#### Aim
Pull out every line in the rows below that contains the string "hair", matching case exactly.

#### Given information
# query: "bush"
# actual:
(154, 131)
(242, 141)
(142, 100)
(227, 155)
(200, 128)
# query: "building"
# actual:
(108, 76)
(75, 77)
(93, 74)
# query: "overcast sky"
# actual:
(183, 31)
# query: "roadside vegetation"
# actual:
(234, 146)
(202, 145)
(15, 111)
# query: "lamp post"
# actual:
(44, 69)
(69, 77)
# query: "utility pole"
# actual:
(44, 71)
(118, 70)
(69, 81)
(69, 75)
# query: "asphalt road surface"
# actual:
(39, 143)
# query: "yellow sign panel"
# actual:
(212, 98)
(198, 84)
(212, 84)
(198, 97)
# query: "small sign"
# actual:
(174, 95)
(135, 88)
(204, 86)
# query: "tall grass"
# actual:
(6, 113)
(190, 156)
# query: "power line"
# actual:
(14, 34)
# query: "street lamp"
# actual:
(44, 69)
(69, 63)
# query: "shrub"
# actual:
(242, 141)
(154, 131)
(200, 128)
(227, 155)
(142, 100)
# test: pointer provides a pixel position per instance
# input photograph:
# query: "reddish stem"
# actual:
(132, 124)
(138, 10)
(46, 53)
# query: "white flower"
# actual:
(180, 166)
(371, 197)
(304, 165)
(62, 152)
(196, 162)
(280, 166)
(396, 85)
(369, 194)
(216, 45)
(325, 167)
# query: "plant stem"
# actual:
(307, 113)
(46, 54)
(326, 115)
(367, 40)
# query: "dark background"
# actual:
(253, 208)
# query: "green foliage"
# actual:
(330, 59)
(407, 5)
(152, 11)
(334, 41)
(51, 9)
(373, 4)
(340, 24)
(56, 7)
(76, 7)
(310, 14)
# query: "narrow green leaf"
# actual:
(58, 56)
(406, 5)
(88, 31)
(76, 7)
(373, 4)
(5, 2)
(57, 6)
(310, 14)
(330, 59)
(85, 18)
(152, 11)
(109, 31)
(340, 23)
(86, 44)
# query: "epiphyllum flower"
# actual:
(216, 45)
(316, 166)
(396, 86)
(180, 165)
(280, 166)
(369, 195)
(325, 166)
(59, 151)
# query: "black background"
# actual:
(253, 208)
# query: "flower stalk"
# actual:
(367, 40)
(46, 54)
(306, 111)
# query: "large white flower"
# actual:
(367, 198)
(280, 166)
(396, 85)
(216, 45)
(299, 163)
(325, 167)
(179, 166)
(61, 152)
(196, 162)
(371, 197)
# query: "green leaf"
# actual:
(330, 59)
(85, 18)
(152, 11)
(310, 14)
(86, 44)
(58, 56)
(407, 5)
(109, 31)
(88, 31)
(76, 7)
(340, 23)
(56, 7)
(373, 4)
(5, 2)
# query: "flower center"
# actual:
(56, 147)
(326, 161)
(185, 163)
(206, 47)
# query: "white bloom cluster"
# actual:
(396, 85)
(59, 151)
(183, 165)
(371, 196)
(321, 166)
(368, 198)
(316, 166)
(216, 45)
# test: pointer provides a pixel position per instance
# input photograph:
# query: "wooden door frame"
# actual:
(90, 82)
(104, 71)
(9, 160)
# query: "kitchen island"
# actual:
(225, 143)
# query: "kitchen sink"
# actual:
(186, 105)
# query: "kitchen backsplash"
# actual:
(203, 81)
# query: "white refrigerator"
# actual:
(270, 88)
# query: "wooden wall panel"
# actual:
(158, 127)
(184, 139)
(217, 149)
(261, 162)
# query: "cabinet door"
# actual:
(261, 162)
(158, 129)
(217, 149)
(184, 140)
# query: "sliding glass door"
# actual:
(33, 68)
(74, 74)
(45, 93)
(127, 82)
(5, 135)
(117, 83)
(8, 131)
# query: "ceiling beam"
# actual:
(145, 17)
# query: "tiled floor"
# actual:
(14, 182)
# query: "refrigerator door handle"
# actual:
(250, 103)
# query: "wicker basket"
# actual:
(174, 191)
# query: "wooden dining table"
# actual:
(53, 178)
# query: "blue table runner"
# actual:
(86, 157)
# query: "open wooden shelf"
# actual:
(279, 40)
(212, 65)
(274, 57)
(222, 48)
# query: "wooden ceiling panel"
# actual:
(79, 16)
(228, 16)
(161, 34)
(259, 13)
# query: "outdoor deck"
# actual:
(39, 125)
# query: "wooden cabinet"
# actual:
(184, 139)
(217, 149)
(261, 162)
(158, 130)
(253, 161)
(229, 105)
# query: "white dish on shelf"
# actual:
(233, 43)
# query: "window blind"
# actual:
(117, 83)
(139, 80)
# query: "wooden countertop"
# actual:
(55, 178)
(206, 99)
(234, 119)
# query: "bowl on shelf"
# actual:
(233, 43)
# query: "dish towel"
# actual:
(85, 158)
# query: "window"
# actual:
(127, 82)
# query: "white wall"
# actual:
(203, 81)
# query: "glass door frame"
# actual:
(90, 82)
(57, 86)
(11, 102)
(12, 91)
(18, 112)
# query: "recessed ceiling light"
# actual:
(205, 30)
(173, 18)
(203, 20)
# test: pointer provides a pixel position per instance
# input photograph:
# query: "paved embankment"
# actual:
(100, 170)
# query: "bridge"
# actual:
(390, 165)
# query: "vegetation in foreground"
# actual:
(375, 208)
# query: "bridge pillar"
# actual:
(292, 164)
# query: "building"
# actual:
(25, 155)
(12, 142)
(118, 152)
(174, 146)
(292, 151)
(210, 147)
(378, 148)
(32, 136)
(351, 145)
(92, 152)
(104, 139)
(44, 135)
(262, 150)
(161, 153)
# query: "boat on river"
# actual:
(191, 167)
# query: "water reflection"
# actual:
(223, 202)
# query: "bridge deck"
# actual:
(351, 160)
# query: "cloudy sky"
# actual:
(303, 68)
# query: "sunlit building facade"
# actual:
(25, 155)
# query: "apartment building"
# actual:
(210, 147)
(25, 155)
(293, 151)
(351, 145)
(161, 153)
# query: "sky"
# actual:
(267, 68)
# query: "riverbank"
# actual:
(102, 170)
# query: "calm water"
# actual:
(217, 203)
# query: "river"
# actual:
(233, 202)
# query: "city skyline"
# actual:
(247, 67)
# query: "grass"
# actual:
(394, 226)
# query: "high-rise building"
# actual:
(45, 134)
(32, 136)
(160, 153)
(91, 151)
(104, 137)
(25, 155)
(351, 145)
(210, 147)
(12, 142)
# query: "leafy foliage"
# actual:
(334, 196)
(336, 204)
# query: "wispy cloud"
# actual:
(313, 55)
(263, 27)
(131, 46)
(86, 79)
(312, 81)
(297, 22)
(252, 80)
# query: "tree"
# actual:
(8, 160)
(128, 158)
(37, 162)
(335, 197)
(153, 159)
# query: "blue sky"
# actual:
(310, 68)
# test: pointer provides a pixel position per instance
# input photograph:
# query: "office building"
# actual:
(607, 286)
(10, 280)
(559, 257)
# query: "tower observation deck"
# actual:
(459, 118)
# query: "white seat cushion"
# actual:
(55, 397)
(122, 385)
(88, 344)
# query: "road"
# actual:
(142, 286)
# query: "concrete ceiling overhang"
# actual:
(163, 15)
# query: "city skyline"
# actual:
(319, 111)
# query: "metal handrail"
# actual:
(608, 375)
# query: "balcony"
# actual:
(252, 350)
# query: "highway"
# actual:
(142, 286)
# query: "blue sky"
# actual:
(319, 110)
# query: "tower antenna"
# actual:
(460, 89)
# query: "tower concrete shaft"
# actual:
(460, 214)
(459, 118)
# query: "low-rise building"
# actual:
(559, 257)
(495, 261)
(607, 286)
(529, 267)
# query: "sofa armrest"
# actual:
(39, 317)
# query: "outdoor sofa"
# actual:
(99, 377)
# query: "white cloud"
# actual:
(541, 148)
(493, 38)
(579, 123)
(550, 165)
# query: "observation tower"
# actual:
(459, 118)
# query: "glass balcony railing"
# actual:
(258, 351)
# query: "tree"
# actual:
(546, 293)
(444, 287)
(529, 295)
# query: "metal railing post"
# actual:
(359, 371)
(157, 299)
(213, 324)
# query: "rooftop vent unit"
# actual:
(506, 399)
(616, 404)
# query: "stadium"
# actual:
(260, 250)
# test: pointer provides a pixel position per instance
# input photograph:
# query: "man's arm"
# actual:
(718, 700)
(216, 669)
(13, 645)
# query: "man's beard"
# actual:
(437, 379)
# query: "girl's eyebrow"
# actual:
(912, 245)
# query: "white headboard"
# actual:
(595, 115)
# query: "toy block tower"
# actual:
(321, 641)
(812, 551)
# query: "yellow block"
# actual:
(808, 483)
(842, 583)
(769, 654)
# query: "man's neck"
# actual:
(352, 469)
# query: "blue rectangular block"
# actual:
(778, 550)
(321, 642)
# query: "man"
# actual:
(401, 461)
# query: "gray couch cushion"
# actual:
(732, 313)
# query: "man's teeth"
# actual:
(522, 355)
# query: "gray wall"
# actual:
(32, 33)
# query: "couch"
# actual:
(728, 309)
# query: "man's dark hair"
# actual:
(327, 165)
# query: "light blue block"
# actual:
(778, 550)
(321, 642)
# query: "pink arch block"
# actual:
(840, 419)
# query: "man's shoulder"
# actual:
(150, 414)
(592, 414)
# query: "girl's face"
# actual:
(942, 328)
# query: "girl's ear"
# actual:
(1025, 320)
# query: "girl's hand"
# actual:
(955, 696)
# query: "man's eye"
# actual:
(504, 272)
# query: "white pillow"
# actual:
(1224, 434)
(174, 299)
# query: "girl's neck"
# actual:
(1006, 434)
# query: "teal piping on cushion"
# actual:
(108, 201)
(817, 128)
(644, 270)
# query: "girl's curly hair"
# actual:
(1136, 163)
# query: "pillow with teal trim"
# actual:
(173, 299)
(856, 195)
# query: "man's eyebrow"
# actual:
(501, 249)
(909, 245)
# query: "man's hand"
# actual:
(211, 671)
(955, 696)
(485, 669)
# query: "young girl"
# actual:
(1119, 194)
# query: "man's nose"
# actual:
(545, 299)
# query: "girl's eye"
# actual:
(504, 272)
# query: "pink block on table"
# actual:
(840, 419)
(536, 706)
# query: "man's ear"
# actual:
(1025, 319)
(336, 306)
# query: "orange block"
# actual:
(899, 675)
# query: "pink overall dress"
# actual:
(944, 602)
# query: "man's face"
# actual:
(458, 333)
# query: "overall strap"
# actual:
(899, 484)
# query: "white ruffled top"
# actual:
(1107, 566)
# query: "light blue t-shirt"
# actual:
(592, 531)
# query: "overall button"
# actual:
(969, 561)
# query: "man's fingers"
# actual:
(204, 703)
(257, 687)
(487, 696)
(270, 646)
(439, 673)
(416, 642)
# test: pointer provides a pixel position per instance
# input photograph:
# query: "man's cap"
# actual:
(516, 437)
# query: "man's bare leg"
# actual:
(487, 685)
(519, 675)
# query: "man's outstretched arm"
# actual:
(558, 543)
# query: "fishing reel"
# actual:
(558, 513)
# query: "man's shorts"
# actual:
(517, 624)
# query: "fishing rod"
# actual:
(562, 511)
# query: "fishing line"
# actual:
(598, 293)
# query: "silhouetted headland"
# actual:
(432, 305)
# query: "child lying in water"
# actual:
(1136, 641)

#### Reply
# query: "man's dark hair"
# query: "girl's curly hair"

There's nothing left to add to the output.